_What is asked_
All of the entries need to be written out again, exactly as they are.

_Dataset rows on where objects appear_
"""

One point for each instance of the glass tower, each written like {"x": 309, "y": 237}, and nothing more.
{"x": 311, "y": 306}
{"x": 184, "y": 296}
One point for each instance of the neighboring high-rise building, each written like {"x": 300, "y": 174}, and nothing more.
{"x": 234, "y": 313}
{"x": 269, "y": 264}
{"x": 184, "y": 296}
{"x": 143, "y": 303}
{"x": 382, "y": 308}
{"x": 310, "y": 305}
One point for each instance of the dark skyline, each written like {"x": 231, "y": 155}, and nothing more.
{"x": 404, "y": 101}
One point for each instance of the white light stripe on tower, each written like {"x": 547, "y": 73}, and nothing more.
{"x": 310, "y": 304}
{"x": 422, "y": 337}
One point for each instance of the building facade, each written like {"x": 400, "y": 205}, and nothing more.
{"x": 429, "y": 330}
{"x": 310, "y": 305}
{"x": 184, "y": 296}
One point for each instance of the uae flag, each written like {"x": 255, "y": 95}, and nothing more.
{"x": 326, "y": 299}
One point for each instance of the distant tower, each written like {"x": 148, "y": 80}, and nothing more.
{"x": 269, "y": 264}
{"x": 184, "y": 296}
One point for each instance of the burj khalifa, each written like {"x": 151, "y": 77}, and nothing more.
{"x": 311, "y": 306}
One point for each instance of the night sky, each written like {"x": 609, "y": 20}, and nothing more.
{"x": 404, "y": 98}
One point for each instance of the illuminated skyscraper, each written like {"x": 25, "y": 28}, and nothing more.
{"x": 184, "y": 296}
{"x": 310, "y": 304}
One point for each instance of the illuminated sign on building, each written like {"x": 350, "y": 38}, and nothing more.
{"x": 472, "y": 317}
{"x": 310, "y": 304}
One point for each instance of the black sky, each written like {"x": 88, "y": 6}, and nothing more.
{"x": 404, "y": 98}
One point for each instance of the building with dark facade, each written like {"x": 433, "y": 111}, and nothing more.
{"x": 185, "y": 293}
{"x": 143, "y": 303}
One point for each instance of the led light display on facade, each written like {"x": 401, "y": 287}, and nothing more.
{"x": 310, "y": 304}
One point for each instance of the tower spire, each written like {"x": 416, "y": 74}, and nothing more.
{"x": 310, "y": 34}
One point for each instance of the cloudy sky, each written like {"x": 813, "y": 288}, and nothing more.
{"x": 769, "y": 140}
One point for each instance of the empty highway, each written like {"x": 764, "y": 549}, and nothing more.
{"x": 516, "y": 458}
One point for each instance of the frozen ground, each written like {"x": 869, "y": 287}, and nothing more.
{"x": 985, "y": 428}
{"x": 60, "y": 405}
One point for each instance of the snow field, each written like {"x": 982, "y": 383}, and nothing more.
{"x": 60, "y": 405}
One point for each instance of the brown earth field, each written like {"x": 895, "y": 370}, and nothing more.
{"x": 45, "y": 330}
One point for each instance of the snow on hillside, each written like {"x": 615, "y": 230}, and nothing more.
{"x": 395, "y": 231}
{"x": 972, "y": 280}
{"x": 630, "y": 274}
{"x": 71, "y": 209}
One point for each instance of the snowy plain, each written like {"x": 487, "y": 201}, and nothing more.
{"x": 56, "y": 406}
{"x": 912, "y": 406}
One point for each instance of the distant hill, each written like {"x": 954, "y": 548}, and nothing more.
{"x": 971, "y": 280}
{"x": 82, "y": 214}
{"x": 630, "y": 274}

"""

_Solution for this exercise_
One point for each instance of the glass tower, each written like {"x": 309, "y": 237}, and nothing more.
{"x": 311, "y": 306}
{"x": 184, "y": 296}
One point for each instance of the neighboring high-rise building, each written like {"x": 300, "y": 174}, and nothing more.
{"x": 234, "y": 313}
{"x": 269, "y": 264}
{"x": 184, "y": 296}
{"x": 143, "y": 303}
{"x": 382, "y": 308}
{"x": 310, "y": 305}
One point for each instance of the dark skyline, each written like {"x": 231, "y": 155}, and nothing more.
{"x": 404, "y": 101}
One point for each instance of the white light stripe on tower, each written like {"x": 547, "y": 73}, and nothing more.
{"x": 310, "y": 304}
{"x": 422, "y": 337}
One point for each instance of the building facade, each written like {"x": 400, "y": 205}, and nothing more.
{"x": 429, "y": 330}
{"x": 310, "y": 305}
{"x": 184, "y": 296}
One point for each instance of the uae flag, each written like {"x": 255, "y": 95}, and nothing more.
{"x": 326, "y": 299}
One point for each instance of the distant tower, each written like {"x": 148, "y": 80}, and nothing more.
{"x": 269, "y": 264}
{"x": 184, "y": 296}
One point for each instance of the burj khalifa, each written like {"x": 151, "y": 77}, and nothing more.
{"x": 311, "y": 306}
One point for each instance of the night sky, each written like {"x": 609, "y": 20}, and nothing more.
{"x": 404, "y": 98}
One point for each instance of the illuminated skyscraper, each written like {"x": 25, "y": 28}, and nothing more.
{"x": 184, "y": 296}
{"x": 310, "y": 304}
One point for each instance of the illuminated sign on building, each written like {"x": 350, "y": 38}, and nothing more.
{"x": 472, "y": 317}
{"x": 310, "y": 304}
One point for each instance of the black sky, each written like {"x": 88, "y": 6}, and nothing more.
{"x": 404, "y": 98}
One point for each instance of the building with dark facade, each written like {"x": 433, "y": 111}, and nothing more.
{"x": 185, "y": 293}
{"x": 143, "y": 303}
One point for each instance of the led light display on facade, each written like {"x": 401, "y": 287}, and nothing more.
{"x": 310, "y": 304}
One point for each instance of the tower spire, each written like {"x": 416, "y": 74}, and nothing more.
{"x": 310, "y": 34}
One point for each instance of the cloudy sky, each written like {"x": 813, "y": 288}, and nothing more.
{"x": 769, "y": 140}
One point for each instance of the empty highway, each written like {"x": 764, "y": 549}, and nothing more.
{"x": 516, "y": 458}
One point for each instance of the frozen ground, each written like {"x": 869, "y": 287}, and nothing more.
{"x": 985, "y": 428}
{"x": 60, "y": 405}
One point for each instance of the snow field, each written like {"x": 982, "y": 383}, and nothing more.
{"x": 60, "y": 405}
One point for each instance of the brown earth field, each written like {"x": 895, "y": 370}, and nothing more.
{"x": 45, "y": 330}
One point for each instance of the snow on hillside, each written like {"x": 615, "y": 230}, and nothing more.
{"x": 395, "y": 231}
{"x": 972, "y": 280}
{"x": 630, "y": 274}
{"x": 71, "y": 209}
One point for each instance of the snowy plain, each written like {"x": 487, "y": 201}, and nothing more.
{"x": 56, "y": 406}
{"x": 912, "y": 406}
One point for each instance of the distant hill, each written like {"x": 954, "y": 548}, and nothing more.
{"x": 971, "y": 280}
{"x": 82, "y": 214}
{"x": 630, "y": 274}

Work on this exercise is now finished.